*Exercise prompt*.
Show every line of the material below that contains the string "orchid", matching case exactly.

*Source material*.
—————
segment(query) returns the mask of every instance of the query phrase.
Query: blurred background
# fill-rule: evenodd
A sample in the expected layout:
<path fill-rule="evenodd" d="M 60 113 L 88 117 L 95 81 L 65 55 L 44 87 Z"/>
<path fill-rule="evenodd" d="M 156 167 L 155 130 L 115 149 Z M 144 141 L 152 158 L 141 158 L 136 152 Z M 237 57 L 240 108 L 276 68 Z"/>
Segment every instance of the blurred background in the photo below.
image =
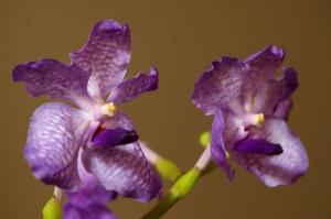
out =
<path fill-rule="evenodd" d="M 150 66 L 160 72 L 159 90 L 124 110 L 140 136 L 183 169 L 199 157 L 199 134 L 211 125 L 190 96 L 213 59 L 244 58 L 275 44 L 286 48 L 285 64 L 299 72 L 289 123 L 307 146 L 308 174 L 293 186 L 270 189 L 238 166 L 232 184 L 215 171 L 163 218 L 331 218 L 330 0 L 1 0 L 1 218 L 41 218 L 53 190 L 32 177 L 22 155 L 30 117 L 49 99 L 33 99 L 22 84 L 13 84 L 13 66 L 41 57 L 68 63 L 68 52 L 79 48 L 92 26 L 106 18 L 130 25 L 128 76 Z M 130 219 L 153 204 L 121 199 L 110 207 L 118 218 Z"/>

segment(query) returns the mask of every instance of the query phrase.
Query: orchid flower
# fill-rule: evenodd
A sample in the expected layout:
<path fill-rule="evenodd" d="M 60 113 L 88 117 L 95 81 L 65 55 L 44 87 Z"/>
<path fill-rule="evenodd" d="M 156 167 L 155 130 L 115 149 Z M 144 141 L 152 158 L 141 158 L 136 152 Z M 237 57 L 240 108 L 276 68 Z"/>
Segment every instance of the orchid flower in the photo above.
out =
<path fill-rule="evenodd" d="M 228 158 L 270 187 L 295 183 L 309 166 L 300 139 L 286 123 L 298 80 L 291 67 L 275 75 L 284 56 L 271 45 L 245 61 L 222 57 L 195 84 L 193 103 L 214 116 L 211 155 L 229 179 Z"/>
<path fill-rule="evenodd" d="M 66 191 L 86 189 L 93 177 L 105 193 L 149 201 L 161 182 L 139 146 L 134 123 L 117 108 L 157 89 L 158 72 L 150 68 L 124 80 L 130 31 L 113 20 L 98 22 L 83 48 L 70 57 L 68 65 L 45 58 L 13 69 L 13 80 L 25 83 L 31 96 L 76 106 L 47 102 L 34 111 L 24 149 L 33 175 Z"/>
—————
*Reply to the task*.
Query: orchid flower
Segment every instance of the orchid flower in the photo above.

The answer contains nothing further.